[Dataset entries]

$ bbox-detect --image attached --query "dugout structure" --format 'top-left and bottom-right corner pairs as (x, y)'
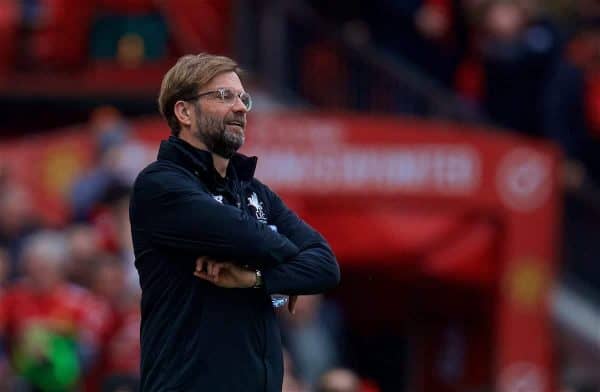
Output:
(0, 112), (561, 392)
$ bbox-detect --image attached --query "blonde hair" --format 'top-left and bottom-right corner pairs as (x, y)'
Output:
(158, 53), (242, 135)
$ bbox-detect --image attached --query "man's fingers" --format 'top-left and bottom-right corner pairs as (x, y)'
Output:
(208, 261), (221, 279)
(288, 295), (298, 314)
(194, 271), (213, 282)
(196, 256), (208, 272)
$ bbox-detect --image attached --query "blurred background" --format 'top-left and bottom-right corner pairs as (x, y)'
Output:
(0, 0), (600, 392)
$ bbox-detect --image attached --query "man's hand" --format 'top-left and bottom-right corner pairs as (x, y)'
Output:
(194, 256), (256, 289)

-- GIVEN TASK --
Copy out the listing above from its first line down through the line containing "(196, 256), (208, 272)", with both of those lines included. Leave the pictures out of your copy.

-- FINISHED EXERCISE --
$ bbox-detect --image attached --query "dugout structure" --format 'top-left and bottom-right corner pairs as (x, y)'
Output:
(0, 112), (561, 392)
$ bbox-detect --image attached --query "blonde hair" --format 'top-left and bottom-right corner pairs as (x, y)'
Output:
(158, 53), (242, 135)
$ bbox-detect --image attached --query "man's fingers" --format 'top-left and bottom-right corner pairs as (x, y)'
Output:
(208, 261), (221, 279)
(288, 295), (298, 314)
(194, 271), (213, 282)
(196, 256), (208, 272)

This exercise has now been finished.